● Goal
Return each of the lines below that contains the word "black", copying every such line in full. Case counts.

● Given entries
┄┄┄┄┄┄┄┄┄┄┄┄┄┄┄┄┄┄┄┄

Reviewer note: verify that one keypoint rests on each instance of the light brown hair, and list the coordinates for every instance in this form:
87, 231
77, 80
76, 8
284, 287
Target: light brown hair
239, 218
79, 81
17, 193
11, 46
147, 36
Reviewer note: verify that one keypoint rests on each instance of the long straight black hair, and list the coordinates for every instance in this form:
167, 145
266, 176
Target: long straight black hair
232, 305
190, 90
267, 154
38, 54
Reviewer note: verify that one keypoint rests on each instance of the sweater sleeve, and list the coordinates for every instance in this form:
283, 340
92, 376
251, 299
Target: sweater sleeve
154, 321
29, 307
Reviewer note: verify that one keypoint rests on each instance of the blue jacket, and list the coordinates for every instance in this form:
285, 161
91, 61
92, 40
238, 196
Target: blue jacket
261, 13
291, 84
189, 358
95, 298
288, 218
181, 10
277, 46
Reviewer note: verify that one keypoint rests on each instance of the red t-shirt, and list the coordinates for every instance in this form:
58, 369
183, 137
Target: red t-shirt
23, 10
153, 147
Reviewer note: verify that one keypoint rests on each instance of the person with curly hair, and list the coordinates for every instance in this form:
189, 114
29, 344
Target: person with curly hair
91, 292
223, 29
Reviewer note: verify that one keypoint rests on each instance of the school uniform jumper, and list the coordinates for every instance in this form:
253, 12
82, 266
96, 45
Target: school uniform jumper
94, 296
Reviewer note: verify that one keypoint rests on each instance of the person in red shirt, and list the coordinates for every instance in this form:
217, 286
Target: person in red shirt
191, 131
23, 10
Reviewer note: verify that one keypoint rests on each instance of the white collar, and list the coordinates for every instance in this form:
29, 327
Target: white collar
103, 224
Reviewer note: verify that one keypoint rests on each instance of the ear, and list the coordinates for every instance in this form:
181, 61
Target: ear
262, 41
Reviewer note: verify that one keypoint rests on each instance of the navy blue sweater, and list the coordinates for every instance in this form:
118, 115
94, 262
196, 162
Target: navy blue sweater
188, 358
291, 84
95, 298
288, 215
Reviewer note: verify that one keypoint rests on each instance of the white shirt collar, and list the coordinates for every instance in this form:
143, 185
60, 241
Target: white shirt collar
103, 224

┄┄┄┄┄┄┄┄┄┄┄┄┄┄┄┄┄┄┄┄

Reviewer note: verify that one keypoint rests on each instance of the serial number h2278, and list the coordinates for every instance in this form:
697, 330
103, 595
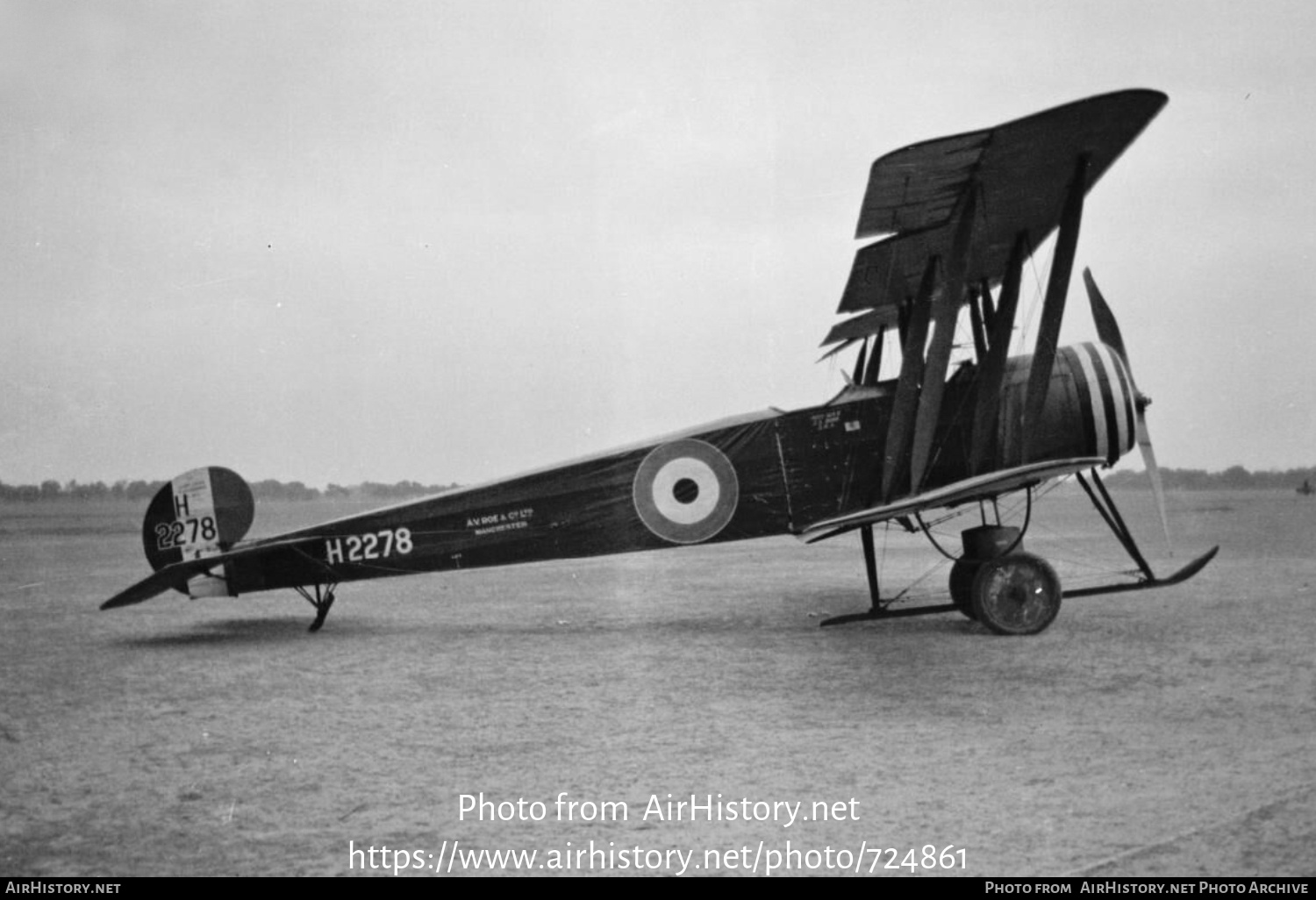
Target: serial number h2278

┄┄┄┄┄┄┄┄┄┄┄┄┄┄┄┄┄┄┄┄

● In response
Reviewer note: verify that one keypoint rests on each instance of the long straight black hair, and list the coordinates for every instance in this form:
Target: long straight black hair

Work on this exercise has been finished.